■ **EXERCISE**
Filter by the string "instance": return the lines of the material that contain it.

■ **DATA EXTRACTS**

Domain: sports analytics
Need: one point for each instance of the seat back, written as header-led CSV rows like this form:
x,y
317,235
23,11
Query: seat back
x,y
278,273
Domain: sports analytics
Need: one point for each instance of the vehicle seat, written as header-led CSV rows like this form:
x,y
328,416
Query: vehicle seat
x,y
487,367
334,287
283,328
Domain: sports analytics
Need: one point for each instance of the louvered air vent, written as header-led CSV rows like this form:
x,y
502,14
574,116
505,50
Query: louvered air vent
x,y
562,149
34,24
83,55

---

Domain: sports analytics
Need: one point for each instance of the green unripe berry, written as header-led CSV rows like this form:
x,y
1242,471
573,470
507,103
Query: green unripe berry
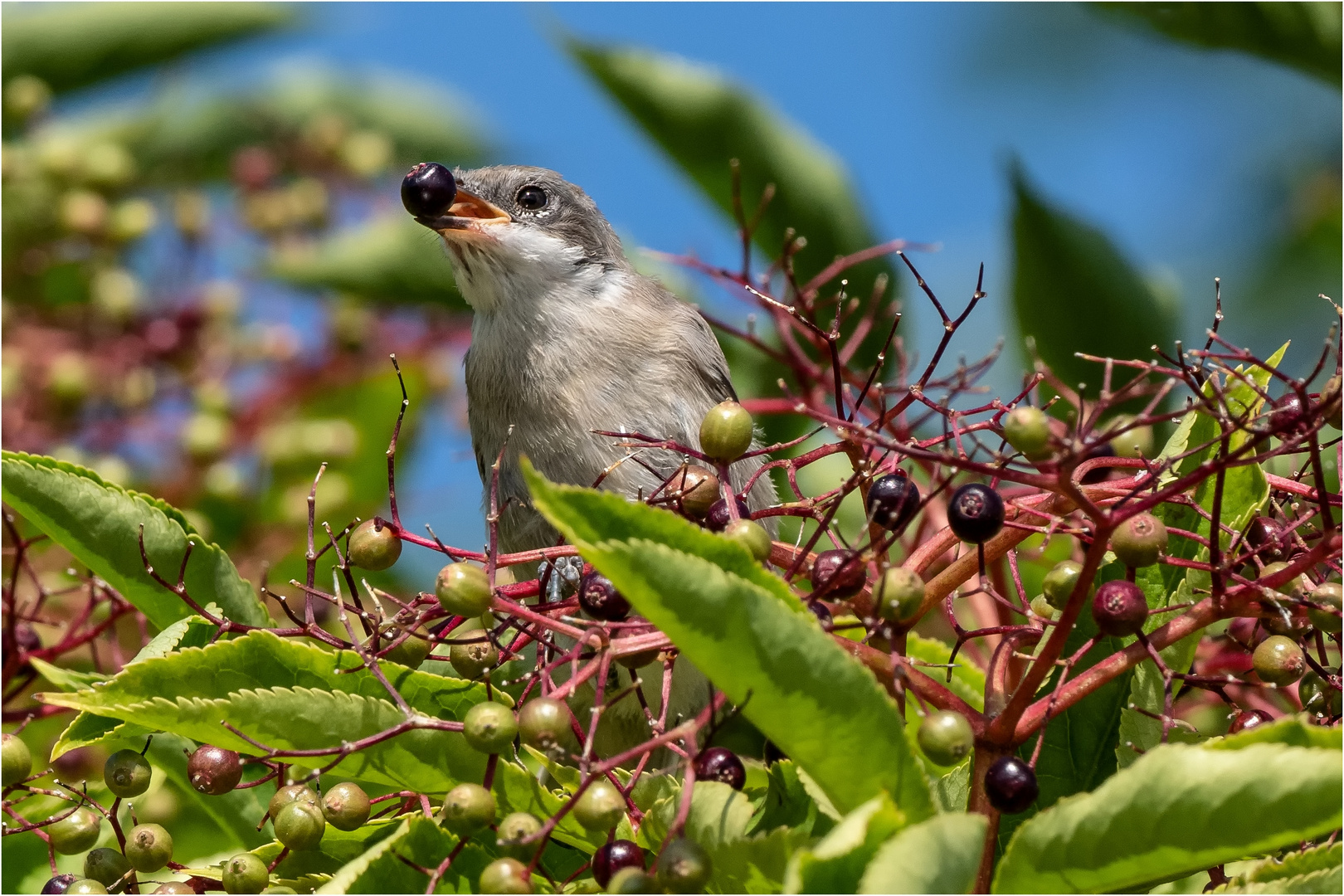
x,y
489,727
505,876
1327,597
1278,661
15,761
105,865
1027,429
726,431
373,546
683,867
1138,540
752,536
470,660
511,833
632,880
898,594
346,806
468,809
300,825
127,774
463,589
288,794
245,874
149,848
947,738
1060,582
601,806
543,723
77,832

■ **RESULT OF THE TASK**
Need: one point for each instance of the seat back, written as header-led CSV rows like this form:
Need: one point for each instance of the vehicle seat, written as header-led CSV rows like this form:
Need: one point for each instance of the louvered air vent, written as header-led CSV rows like this form:
Need: one point for each instance of the green unripe berry, written as header-led CSV rows like this form:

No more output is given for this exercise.